Exercise 1: In the article on Cuomo's case against Ken Lewis, under which New York law did the attorney general's office file its charges?
Exercise 2: Please reproduce the part of the article on Cuomo's case against Ken Lewis between "That was back" and "are not appropriate.", inclusive.

The banker backlash continues – and in some style.
Thursday afternoon, New York attorney general Andrew Cuomo’s has taken the case against Ken “we’re good at this” Lewis public.
Reuters flashes report Cuomo is charging the former Bank of America CEO in connection with his role in Bank of America’s troublesome acquisition of Merrill Lynch, equating it no less to “a fraud against the American people”.
Which, to put it mildly, is not good news for the ex-BoA boss.
Here are the flashes:
Feb10 RTRS-NEW YORK ATTORNEY GENERAL CUOMO’S OFFICE SAYS CONFERENCE CALL CONCERNS BANK OF AMERICA CORP <BAC.N> ACQUISITION OF MERRILL LYNCH
Feb10 RTRS-NEW YORK ATTORNEY GENERAL CUOMO’S OFFICE ANNOUNCES CIVIL CHARGES AGAINST FORMER BANK OF AMERICA CEO KENNETH LEWIS, FORMER CFO JOE PRICE, AND THE BANK
Feb10 RTRS-NEW YORK ATTORNEY GENERAL CUOMO’S OFFICE SAYS FILES CHARGES UNDER NEW YORK’S MARTIN ACT
Feb10 RTRS-NEW YORK ATTORNEY GENERAL CUOMO’S OFFICE SAYS THE BANK CONCEALED THE FULL EXTENT OF MERRILL’S LOSSES TO SHAREHOLDERS, VIOLATING NEW YORK’S MARTIN ACT
Feb10 RTRS-NEW YORK ATTORNEY GENERAL CUOMO’S OFFICE SAYS BANK SHOULD HAVE DISCLOSED MERRILL’S LOSSES TO SHAREHOLDERS
Feb10 RTRS-NEW YORK ATTORNEY GENERAL CUOMO’S OFFICE SAYS “THE BANK’S MANAGEMENT MISLED ITS SHAREHOLDERS, ITS BOARD, ITS LAWYERS, THE PUBLIC AND THE TAXPAYERS”
Feb10 RTRS-TARP INSPECTOR BAROFSKY, SPEAKING ON CONFERENCE CALL, SAYS IT IS TIME TO HOLD BANK OF AMERICA, LEWIS AND PRICE RESPONSIBLE FOR A “FRAUD AGAINST THE AMERICAN PEOPLE”
Now Cuomo’s stance contrasts markedly with that of the SEC.
Recall, the regulator had reached a $33m settlement with Bank of America over the losses at Merrill Lynch, only to see the deal thrown out by a US district judge, Jed Rakoff – he wanted the SEC to name and shame the individuals responsible.
That was back in November, since when the SEC has expanded its charges against BofA, but again decided not to pursue individuals.
According to the SEC’s proposed complaint, Bank of America executives at various times discussed the firm’s disclosure obligations with internal and external counsel. These executives are not alleged to have deliberately concealed information from counsel or otherwise acted with scienter or intent to mislead. Nor is any counsel alleged to have acted with scienter or intent to mislead. For these reasons, the SEC’s proposed complaint does not seek charges against any individual officers, directors or attorneys. SEC staff has advised the Commission that, after a careful assessment of the evidence and all of the relevant circumstances, it has determined that charges against individuals for their roles in connection with proxy disclosure are not appropriate.

Data section:
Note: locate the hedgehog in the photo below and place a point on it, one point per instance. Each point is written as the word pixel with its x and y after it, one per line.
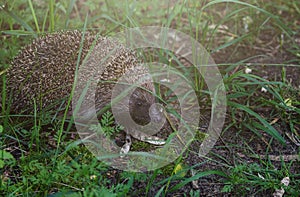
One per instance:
pixel 42 74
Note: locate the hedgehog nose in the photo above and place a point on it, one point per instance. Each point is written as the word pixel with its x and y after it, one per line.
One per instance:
pixel 156 113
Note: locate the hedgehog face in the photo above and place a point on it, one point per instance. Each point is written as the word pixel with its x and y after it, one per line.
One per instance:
pixel 141 107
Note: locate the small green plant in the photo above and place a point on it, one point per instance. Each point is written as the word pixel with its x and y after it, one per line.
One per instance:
pixel 253 178
pixel 107 126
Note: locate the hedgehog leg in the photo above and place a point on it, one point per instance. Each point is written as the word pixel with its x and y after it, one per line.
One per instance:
pixel 148 138
pixel 126 147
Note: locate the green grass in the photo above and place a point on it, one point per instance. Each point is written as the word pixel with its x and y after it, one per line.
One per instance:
pixel 39 156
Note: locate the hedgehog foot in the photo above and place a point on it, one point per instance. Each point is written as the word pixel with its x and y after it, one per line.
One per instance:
pixel 150 139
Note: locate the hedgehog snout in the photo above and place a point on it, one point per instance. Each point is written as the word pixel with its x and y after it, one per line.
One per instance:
pixel 156 113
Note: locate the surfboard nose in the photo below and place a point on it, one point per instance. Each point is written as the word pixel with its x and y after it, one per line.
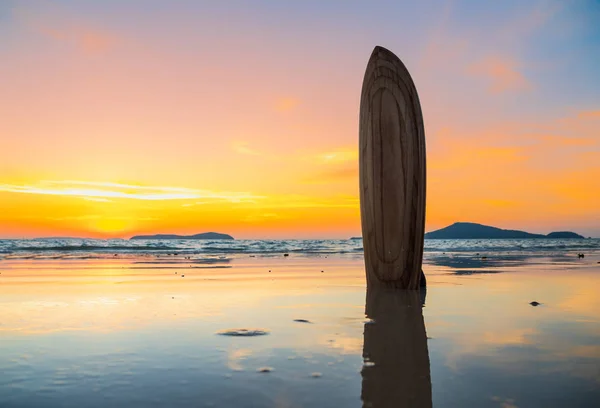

Complete answer 1: New York's Martin Act.

Complete answer 2:
That was back in November, since when the SEC has expanded its charges against BofA, but again decided not to pursue individuals.
According to the SEC’s proposed complaint, Bank of America executives at various times discussed the firm’s disclosure obligations with internal and external counsel. These executives are not alleged to have deliberately concealed information from counsel or otherwise acted with scienter or intent to mislead. Nor is any counsel alleged to have acted with scienter or intent to mislead. For these reasons, the SEC’s proposed complaint does not seek charges against any individual officers, directors or attorneys. SEC staff has advised the Commission that, after a careful assessment of the evidence and all of the relevant circumstances, it has determined that charges against individuals for their roles in connection with proxy disclosure are not appropriate.